ACTIVITY:
Every line of the data below is to be retyped exactly.

TASK DATA:

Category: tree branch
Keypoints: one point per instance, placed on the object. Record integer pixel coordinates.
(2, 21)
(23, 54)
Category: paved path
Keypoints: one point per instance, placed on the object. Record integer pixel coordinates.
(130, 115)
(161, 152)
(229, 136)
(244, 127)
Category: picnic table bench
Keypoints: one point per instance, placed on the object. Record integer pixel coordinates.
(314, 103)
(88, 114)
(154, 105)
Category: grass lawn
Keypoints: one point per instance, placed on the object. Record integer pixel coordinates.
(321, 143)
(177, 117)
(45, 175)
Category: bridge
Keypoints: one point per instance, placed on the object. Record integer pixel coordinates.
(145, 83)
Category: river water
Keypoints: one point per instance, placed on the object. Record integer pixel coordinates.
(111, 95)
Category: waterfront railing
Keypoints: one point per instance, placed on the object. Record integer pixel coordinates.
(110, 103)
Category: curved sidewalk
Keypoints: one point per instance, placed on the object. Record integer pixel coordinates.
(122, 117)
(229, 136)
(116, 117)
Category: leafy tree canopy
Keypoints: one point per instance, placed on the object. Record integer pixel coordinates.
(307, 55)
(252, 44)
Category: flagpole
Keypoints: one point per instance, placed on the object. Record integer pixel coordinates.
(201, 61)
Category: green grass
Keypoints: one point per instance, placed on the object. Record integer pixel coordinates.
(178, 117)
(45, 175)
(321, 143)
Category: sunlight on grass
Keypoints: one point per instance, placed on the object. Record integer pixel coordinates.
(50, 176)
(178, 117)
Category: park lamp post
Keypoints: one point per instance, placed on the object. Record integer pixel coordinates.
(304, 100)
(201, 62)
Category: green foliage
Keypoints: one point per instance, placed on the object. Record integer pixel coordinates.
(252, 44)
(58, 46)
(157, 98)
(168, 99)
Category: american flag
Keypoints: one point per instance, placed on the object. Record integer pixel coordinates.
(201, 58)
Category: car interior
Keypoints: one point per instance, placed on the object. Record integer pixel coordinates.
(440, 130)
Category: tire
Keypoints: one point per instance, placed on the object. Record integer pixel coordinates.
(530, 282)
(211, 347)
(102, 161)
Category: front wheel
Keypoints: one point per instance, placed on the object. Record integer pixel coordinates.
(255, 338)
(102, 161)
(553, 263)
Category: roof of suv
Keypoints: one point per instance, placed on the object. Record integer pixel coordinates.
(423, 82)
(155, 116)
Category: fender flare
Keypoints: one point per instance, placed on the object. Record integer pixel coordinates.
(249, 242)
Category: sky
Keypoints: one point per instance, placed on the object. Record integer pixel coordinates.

FINISHED EXERCISE:
Category: tree branch
Keypoints: one point per instance, placed on the object. Record integer pixel coordinates.
(2, 21)
(23, 54)
Category: paved path
Keypoints: one point per instance, placed on the object. Record integer pixel coordinates.
(130, 115)
(161, 152)
(229, 136)
(244, 127)
Category: picnic table bench
Keypoints: one point per instance, placed on the object. Record integer pixel coordinates.
(314, 103)
(88, 114)
(154, 105)
Category: grass lawn
Keypoints: one point per instance, placed on the object. Record integer pixel coordinates.
(321, 143)
(177, 117)
(45, 175)
Category: bridge
Keypoints: one point per instance, placed on the object. Record integer pixel coordinates.
(145, 83)
Category: river water
Keypoints: one point per instance, placed on the object. Record integer pixel coordinates.
(111, 95)
Category: waterfront railing
Keypoints: one point per instance, placed on the object. Record integer pixel coordinates.
(110, 103)
Category: curved sidewalk
Keypoints: one point per instance, placed on the object. Record integer pixel coordinates.
(122, 117)
(229, 136)
(116, 117)
Category: leafy tree canopy
Keypoints: one point per instance, placed on the object. Record integer pixel coordinates.
(307, 55)
(252, 44)
Category: flagpole
Keypoints: one point per instance, placed on the object. Record integer pixel coordinates.
(201, 61)
Category: green grass
Keypoints: one point per instance, placed on the object. Record integer pixel coordinates.
(178, 117)
(45, 175)
(321, 143)
Category: sunlight on grass
Keypoints: one point per instance, placed on the object. Record integer pixel coordinates.
(50, 176)
(178, 117)
Category: park lamp post
Keypoints: one point per instance, placed on the object. Record integer pixel coordinates.
(304, 100)
(201, 62)
Category: green foliage
Keypoints: one point per instance, placed on the object. Record integer pixel coordinates.
(252, 44)
(58, 46)
(157, 98)
(168, 99)
Category: american flag
Keypoints: one point per instance, placed on the object. Record integer pixel coordinates.
(201, 58)
Category: car interior
Keypoints: one point per instance, placed on the object. Record integer pixel coordinates.
(440, 130)
Category: tire
Keypoints: one point per instance, placed on the object. Record integer pixel coordinates.
(530, 282)
(211, 347)
(102, 161)
Category: front wheel
Keypoints: one point per instance, placed on the object. Record integer pixel coordinates.
(255, 338)
(102, 161)
(553, 263)
Category: roof of suv
Keypoints: one point per instance, placed on the object. Record integer pixel coordinates.
(423, 82)
(155, 116)
Category: fender flare
Keypoints: one point per instance, placed on the object. Record integer pixel coordinates.
(249, 242)
Category: sky
Keypoints: one point per instance, placed on the object. Record integer pixel coordinates.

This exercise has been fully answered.